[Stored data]
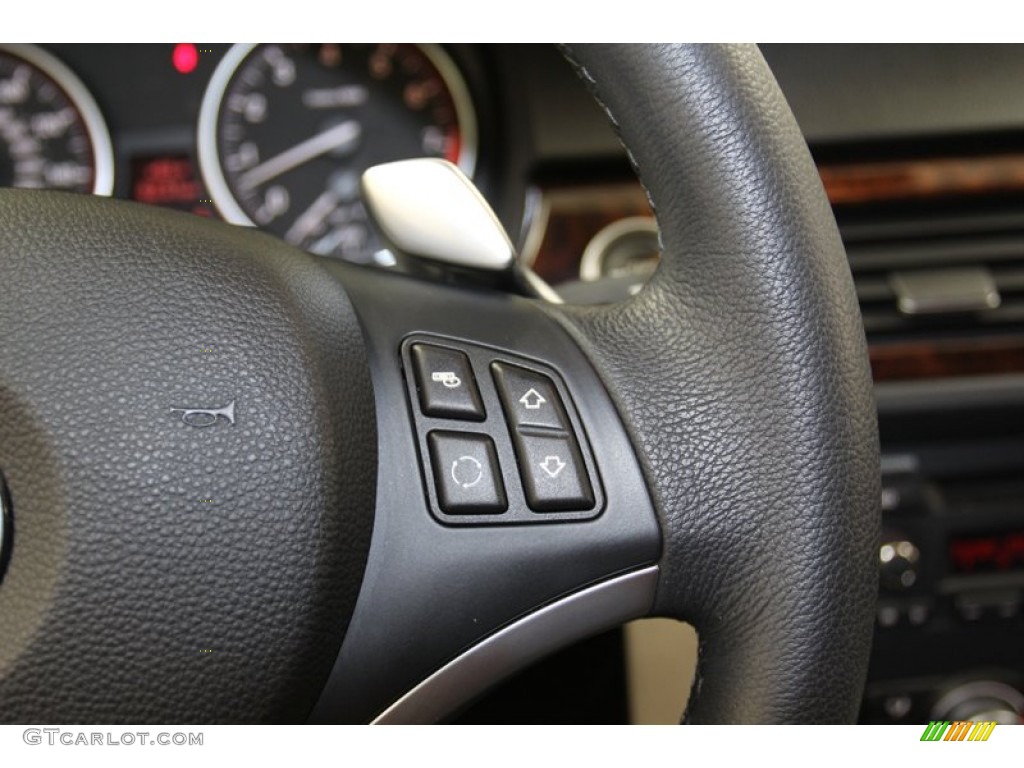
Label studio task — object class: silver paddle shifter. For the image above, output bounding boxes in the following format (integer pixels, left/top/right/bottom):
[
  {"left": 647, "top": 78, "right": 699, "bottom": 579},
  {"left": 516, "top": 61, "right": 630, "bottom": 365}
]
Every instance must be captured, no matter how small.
[{"left": 362, "top": 158, "right": 561, "bottom": 303}]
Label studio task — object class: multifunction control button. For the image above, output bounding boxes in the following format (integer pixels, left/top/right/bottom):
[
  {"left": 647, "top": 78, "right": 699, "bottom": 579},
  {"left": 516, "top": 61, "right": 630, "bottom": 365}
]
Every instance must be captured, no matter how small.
[
  {"left": 490, "top": 362, "right": 569, "bottom": 430},
  {"left": 412, "top": 344, "right": 484, "bottom": 421},
  {"left": 490, "top": 362, "right": 594, "bottom": 512},
  {"left": 427, "top": 432, "right": 508, "bottom": 515},
  {"left": 399, "top": 334, "right": 605, "bottom": 526}
]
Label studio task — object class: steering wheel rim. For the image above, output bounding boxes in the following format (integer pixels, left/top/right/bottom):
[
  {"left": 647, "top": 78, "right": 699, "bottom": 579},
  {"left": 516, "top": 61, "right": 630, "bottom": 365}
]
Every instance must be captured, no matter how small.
[
  {"left": 552, "top": 45, "right": 880, "bottom": 722},
  {"left": 0, "top": 46, "right": 879, "bottom": 723}
]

* [Work instructions]
Please format the lines above as a numbered list, skipping any blank lines and leaving out the pictures.

* [Correct output]
1. Label studio task — object class: silver paddle shifter. For the image above, output bounding boxes in the following format (integer pixels, left/top/right/bottom):
2. [
3.   {"left": 647, "top": 78, "right": 699, "bottom": 579},
4.   {"left": 516, "top": 61, "right": 630, "bottom": 365}
5. ]
6. Every instance must be captured, no matter how small.
7. [{"left": 362, "top": 158, "right": 561, "bottom": 303}]
8. Label studio task — object class: multifunction control button. For the image above, output bounding boxes in the following format (integer pixels, left/top/right/bottom):
9. [
10.   {"left": 647, "top": 78, "right": 699, "bottom": 579},
11.   {"left": 516, "top": 61, "right": 630, "bottom": 365}
12. ]
13. Every instance must be captured, no matter how small.
14. [
15.   {"left": 490, "top": 362, "right": 569, "bottom": 430},
16.   {"left": 412, "top": 344, "right": 484, "bottom": 421},
17.   {"left": 490, "top": 362, "right": 594, "bottom": 512},
18.   {"left": 427, "top": 432, "right": 508, "bottom": 515},
19.   {"left": 399, "top": 334, "right": 605, "bottom": 526}
20. ]
21. Label studio task — object class: steering wheel rim. For the image above, output bounding boxes in the following format (integer pixels, left/top/right/bottom):
22. [
23.   {"left": 647, "top": 78, "right": 699, "bottom": 579},
24.   {"left": 516, "top": 61, "right": 630, "bottom": 365}
25. ]
26. Every instance must be captured, no matter how small.
27. [
28.   {"left": 552, "top": 45, "right": 880, "bottom": 722},
29.   {"left": 0, "top": 46, "right": 879, "bottom": 723}
30. ]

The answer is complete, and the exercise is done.